#### [TEXT SECTION]
________________

That being said, XSLT is totally hidden from the Schematron user who needs to know the Schematron syntax and XPath which is used to express the rules.
A Schematron schema is composed of a set of patterns each pattern including one or more rules and each rule being composed of asserts and reports, however, to present the syntax used by Schematron, we'll take it "bottom/up" and start with asserts and reports before seeing how they are associated into rules, patterns and schemas.
The "assert" and "report" elements are where the rules are defined in a Schematron schema. Both carry a "test" attribute which is an XPath expression they differ in a couple of ways:
There are some goodies which we will not cover in this tutorial, but the basic syntax is:
<sch:assert test="library">
The document element should be 'library'.
</sch:assert>
Which raises an error with the corresponding message if there is no "library" element under the context node, or:
<sch:report test="@*">
The library element should not contain attributes.
</sch:report>
Which raises an error if there is any attribute under the context node.
In both cases, the context node is set by the "rule" parent element of the report or assert node.
Schematron rule elements are roughly equivalent to XSLT templates and are used to define the context under which a set of assert and report elements will be performed.
An example of rule (without bells and whistles) performing the tests done in our open schema on the book element could be:
<sch:rule context="book">
<sch:report test="@*[name() != 'id']">
The book element should not include any attribute other than "id".
</sch:report>
<sch:assert test="@*[namespace-uri() = '']">
The book element should not include any attribute other than "id" (namespace).
</sch:assert>
<sch:report test="@id = preceding-sibling::book/@id">
The book id should be unique.
</sch:report>
</sch:rule>
Some notes about rules:
Pattern elements are sets of rules which are evaluated independently (technically using different modes in the XSLT stylesheet generated out of the Schematron schema).
An example of pattern roughly equivalent to our open XSLT schema could be:
<sch:pattern>
<sch:rule context="/">
<sch:assert test="library">
The document element should be 'library'.
</sch:assert>
</sch:rule>
<sch:rule context="library">
<sch:report test="*[not(self::book)]">
The library element should contain only book elements.
</sch:report>
<sch:report test="@*">
The library element should not contain attributes.
</sch:report>
<sch:report test="text()[normalize-space()]">
The library element should not contain attributes.
</sch:report>
</sch:rule>
<sch:rule context="book">
<sch:report test="@*[name() != 'id']">
The book element should not include any attribute other than "id".

________________

#### [EXERCISES]
[1] List each distinct element name with the "sch:" prefix that appears in the markup of the Schematron tutorial.
[2] Print the part of the Schematron tutorial starting with "In both cases, the" and going on through "will be performed.".
The rows have no connection to the Schematron tutorial.

[Source data]

________________

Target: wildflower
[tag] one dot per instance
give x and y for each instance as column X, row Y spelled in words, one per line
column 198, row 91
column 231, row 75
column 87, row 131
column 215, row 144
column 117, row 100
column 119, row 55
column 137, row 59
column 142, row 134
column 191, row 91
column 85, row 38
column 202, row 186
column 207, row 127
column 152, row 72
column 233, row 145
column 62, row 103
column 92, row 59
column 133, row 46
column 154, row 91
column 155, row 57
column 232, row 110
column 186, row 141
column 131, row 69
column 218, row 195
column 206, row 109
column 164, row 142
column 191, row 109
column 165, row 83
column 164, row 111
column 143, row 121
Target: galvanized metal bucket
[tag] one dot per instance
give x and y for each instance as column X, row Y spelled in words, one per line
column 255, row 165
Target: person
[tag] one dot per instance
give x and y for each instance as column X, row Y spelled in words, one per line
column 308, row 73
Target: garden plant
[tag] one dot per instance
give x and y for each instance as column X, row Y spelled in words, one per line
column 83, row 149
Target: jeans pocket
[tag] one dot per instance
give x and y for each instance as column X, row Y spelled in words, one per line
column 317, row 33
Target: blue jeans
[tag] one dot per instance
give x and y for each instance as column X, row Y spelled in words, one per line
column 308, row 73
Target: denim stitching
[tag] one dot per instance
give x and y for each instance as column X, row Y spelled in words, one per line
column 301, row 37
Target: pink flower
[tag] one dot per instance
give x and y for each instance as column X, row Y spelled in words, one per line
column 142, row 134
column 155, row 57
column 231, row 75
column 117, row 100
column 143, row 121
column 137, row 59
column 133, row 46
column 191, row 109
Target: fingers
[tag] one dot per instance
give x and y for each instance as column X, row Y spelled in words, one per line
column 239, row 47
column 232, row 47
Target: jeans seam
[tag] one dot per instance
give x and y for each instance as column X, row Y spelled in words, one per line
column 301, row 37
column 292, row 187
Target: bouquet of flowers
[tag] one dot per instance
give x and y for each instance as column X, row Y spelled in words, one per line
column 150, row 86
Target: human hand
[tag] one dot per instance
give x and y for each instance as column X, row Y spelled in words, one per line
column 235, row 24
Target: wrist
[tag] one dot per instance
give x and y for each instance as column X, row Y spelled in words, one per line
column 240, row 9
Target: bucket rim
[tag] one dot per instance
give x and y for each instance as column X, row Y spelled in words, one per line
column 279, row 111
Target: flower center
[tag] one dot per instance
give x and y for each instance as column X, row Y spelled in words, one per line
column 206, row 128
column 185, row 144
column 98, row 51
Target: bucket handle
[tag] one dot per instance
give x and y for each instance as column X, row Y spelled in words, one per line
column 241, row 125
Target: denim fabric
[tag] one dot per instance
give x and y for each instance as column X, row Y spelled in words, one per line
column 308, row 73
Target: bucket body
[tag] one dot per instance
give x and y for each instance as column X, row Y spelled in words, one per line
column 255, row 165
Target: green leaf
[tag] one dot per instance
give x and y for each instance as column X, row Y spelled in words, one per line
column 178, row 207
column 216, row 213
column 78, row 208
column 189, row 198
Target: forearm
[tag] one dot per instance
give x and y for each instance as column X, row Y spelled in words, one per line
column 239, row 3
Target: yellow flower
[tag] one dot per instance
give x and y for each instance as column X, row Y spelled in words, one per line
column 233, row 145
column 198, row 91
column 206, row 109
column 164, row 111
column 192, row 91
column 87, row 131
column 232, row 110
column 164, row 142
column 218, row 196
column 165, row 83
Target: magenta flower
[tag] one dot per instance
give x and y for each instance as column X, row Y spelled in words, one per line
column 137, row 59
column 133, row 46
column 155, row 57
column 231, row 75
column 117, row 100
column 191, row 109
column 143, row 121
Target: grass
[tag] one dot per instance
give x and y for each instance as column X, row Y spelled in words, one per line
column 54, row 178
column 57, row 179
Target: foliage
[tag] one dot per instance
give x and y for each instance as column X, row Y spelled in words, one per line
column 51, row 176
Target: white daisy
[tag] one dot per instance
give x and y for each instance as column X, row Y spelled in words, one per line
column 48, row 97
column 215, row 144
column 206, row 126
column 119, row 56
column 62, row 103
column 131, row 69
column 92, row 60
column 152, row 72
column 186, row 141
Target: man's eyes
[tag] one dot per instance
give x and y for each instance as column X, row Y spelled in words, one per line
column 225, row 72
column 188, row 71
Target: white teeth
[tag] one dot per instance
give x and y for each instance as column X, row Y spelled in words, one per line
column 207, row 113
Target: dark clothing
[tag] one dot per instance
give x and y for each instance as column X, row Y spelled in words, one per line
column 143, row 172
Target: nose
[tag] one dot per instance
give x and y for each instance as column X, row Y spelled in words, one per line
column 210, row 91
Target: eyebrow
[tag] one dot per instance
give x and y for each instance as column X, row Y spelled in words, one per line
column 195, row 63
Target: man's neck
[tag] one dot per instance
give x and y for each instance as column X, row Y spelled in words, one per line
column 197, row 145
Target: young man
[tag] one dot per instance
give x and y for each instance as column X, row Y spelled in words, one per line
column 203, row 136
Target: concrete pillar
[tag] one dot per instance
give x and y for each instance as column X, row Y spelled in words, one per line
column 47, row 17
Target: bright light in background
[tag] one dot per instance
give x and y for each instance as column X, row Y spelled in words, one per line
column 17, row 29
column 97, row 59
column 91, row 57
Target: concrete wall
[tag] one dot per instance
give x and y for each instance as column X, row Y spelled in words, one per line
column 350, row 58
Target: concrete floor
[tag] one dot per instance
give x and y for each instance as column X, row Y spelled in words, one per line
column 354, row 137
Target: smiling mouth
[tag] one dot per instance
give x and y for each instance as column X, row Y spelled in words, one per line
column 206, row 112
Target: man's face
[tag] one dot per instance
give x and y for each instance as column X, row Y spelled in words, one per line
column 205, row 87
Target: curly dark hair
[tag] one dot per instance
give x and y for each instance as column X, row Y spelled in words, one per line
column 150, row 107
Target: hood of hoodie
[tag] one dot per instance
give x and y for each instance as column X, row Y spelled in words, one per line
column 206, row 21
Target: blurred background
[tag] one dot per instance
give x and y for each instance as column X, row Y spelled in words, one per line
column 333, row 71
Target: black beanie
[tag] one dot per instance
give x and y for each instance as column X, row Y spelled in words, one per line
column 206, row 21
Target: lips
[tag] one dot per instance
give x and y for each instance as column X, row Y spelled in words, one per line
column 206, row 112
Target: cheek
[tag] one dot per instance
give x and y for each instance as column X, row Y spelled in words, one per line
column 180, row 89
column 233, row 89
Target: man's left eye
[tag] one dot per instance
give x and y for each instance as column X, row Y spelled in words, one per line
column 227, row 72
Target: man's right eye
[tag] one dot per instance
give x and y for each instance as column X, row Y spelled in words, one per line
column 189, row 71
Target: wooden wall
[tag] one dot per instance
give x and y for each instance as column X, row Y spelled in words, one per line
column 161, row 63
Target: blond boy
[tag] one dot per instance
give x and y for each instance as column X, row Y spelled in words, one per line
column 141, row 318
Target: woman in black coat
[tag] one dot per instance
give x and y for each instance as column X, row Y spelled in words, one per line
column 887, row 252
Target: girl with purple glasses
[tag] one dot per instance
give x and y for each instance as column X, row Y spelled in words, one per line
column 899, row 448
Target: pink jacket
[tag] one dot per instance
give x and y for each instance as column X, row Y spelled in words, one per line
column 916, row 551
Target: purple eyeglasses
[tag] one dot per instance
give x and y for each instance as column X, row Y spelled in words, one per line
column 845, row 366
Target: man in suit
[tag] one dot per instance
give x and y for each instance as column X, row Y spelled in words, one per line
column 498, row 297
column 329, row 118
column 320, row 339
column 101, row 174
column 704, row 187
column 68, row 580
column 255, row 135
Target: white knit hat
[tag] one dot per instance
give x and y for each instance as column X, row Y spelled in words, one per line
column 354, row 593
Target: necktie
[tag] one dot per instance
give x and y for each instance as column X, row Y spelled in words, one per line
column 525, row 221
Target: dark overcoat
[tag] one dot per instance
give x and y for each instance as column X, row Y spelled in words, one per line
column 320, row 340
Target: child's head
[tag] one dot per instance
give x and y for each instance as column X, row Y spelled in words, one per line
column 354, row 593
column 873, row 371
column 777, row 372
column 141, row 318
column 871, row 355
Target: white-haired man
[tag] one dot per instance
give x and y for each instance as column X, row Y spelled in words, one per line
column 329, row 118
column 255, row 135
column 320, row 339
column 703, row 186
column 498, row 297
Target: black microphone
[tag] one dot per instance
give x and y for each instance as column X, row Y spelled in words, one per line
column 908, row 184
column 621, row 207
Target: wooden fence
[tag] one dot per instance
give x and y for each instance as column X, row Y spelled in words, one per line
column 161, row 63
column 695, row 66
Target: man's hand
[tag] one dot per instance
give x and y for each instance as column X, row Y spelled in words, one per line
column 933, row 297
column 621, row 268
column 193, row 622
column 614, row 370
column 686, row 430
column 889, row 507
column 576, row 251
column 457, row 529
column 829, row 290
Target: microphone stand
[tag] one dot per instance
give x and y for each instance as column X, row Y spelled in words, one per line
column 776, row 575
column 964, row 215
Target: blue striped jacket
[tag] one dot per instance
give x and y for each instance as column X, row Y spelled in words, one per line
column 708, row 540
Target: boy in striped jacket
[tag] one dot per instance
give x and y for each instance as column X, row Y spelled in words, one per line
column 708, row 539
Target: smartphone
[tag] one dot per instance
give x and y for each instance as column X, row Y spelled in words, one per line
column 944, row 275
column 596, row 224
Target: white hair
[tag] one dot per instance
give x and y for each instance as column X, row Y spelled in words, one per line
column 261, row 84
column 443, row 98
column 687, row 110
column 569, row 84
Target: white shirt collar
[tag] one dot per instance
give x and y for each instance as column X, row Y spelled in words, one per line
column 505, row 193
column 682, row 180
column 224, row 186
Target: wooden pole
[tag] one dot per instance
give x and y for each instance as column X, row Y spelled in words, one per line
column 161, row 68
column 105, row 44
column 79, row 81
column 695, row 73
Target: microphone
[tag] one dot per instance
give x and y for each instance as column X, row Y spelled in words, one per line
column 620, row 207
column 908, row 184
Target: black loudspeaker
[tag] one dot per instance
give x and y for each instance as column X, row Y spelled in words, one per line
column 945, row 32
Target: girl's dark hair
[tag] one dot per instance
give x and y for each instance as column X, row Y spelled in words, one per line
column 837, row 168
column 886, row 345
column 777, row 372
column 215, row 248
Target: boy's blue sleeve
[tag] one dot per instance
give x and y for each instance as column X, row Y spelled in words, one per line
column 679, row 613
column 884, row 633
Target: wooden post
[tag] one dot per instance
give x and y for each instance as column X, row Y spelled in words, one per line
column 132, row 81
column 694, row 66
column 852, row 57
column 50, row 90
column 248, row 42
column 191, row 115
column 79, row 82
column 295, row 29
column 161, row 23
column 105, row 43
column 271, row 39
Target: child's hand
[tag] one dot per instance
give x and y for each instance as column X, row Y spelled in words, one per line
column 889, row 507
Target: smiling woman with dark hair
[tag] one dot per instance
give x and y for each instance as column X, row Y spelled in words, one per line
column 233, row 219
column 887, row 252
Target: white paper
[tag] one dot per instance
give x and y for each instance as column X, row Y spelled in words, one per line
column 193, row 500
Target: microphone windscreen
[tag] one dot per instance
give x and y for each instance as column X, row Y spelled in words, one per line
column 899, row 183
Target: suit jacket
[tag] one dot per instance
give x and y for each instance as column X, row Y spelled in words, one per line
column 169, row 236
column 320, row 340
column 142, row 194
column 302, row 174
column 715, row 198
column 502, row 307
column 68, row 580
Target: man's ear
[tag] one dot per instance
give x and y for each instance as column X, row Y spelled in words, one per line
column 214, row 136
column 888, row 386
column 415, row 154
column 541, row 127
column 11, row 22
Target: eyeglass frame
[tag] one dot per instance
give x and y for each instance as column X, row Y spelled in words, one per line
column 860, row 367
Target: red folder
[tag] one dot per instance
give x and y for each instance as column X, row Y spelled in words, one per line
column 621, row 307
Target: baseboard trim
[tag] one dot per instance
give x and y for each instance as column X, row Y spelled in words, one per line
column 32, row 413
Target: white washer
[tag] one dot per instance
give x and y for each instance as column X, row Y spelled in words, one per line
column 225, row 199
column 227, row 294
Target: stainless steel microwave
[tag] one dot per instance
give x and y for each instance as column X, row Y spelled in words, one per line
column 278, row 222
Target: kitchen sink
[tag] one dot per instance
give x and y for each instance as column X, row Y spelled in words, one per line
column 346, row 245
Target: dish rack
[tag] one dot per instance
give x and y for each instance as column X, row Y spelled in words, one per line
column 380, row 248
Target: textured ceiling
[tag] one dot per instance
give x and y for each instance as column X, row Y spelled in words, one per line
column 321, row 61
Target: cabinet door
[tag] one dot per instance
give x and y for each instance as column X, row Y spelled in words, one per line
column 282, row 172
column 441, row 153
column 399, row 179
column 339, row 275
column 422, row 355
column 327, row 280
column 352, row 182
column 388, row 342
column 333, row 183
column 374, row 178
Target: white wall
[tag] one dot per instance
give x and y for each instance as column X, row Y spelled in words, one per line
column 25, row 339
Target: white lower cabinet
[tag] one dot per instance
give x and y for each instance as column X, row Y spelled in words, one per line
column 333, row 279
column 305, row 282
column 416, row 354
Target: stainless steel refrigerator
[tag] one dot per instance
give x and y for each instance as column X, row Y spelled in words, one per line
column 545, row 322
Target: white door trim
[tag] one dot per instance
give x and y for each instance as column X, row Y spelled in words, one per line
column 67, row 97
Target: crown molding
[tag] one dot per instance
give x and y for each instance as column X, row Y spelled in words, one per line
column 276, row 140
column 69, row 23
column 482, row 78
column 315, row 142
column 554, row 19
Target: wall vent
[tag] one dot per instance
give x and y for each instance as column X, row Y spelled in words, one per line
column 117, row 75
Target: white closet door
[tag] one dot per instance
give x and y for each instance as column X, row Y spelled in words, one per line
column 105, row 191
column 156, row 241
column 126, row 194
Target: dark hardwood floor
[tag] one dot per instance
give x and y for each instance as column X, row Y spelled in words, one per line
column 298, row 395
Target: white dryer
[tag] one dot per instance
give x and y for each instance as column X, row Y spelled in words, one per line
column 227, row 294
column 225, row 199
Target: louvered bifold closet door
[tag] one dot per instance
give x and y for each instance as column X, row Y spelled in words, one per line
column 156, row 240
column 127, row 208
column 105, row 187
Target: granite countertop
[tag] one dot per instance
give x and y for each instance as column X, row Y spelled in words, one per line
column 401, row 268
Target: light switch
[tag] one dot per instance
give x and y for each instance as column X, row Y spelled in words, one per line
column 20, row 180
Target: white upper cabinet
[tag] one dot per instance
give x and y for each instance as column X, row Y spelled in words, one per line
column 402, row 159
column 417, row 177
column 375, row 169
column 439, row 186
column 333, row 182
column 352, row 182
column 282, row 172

________________

#### [OUTPUTS IN ORDER]
[1] sch:assert, sch:report, sch:rule, sch:pattern

[2]
In both cases, the context node is set by the "rule" parent element of the report or assert node.
Schematron rule elements are roughly equivalent to XSLT templates and are used to define the context under which a set of assert and report elements will be performed.